- Aim of the task: Show each line of the rows below that contains the word "blind". Case matters.

- Exercise material:
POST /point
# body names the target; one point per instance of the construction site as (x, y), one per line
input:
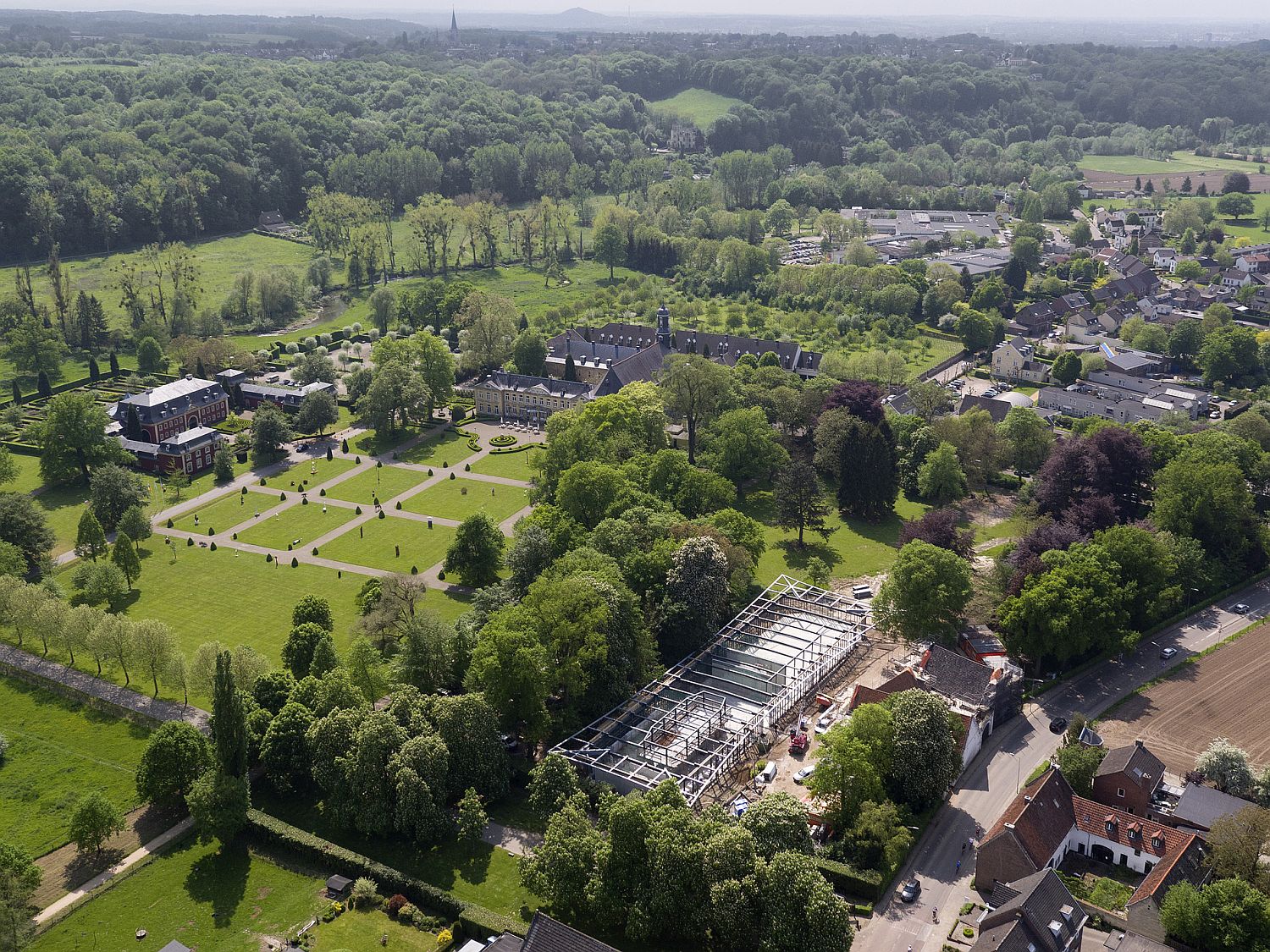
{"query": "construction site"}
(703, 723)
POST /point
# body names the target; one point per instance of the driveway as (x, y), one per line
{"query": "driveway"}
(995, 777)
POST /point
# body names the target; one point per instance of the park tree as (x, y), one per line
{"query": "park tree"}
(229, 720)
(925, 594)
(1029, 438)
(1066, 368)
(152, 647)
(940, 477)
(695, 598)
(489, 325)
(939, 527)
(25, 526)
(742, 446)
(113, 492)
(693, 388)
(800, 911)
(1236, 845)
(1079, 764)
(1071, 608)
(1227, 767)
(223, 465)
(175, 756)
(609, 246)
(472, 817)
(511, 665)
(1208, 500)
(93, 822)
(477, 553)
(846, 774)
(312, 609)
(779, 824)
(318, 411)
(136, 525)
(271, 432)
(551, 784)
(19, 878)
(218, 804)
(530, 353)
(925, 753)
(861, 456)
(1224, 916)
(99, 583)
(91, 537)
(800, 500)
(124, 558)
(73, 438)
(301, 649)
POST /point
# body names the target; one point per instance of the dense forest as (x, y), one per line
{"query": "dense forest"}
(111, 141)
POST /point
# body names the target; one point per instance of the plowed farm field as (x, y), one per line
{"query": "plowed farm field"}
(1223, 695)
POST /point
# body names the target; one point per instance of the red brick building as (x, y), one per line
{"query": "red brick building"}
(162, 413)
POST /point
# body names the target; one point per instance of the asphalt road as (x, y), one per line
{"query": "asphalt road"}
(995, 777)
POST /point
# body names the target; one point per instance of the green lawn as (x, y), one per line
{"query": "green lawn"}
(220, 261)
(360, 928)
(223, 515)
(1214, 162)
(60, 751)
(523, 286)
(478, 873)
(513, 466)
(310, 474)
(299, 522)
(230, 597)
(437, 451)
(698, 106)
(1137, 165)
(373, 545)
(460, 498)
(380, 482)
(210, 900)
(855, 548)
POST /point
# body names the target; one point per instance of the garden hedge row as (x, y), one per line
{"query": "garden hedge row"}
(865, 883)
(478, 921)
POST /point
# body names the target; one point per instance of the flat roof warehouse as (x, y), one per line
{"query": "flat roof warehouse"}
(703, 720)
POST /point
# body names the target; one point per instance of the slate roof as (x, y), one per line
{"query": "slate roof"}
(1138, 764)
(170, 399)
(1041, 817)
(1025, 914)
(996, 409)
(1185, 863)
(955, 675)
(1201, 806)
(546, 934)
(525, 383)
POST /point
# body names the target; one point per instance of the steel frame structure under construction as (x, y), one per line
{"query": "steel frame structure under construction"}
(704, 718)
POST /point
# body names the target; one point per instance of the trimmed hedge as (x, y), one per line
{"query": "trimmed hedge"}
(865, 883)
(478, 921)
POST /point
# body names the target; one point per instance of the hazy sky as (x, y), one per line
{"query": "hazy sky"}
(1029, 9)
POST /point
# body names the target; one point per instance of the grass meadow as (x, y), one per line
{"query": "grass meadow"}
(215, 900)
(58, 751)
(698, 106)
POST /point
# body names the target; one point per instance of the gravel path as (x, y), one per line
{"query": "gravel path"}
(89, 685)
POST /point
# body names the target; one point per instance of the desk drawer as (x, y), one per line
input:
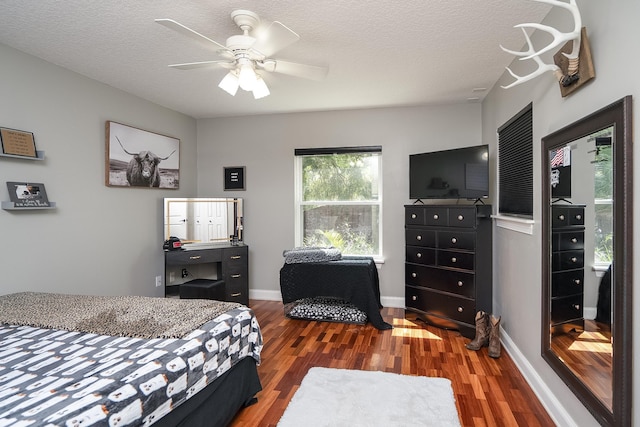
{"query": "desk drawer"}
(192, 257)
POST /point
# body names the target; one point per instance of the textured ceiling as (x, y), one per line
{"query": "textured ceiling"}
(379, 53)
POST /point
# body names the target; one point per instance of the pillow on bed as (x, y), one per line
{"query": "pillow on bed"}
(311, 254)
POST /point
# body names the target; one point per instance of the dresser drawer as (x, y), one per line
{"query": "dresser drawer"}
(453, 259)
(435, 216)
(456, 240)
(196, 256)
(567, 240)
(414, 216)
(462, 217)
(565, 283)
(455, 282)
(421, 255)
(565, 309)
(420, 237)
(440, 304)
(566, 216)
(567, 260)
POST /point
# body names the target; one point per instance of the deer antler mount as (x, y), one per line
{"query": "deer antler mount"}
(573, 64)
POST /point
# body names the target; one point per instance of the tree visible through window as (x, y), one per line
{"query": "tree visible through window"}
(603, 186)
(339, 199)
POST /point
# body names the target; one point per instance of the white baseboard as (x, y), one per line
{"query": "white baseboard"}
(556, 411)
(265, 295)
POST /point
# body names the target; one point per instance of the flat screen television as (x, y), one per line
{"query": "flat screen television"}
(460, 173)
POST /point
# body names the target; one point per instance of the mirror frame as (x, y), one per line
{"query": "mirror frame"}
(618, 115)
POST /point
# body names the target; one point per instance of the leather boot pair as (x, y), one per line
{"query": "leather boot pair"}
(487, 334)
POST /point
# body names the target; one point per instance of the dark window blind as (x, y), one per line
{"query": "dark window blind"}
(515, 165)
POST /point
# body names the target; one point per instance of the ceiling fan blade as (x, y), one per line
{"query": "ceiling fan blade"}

- Exercise result:
# body names the target; one point per instance of the dark window blind as (x, y), one per line
{"query": "dark window blind"}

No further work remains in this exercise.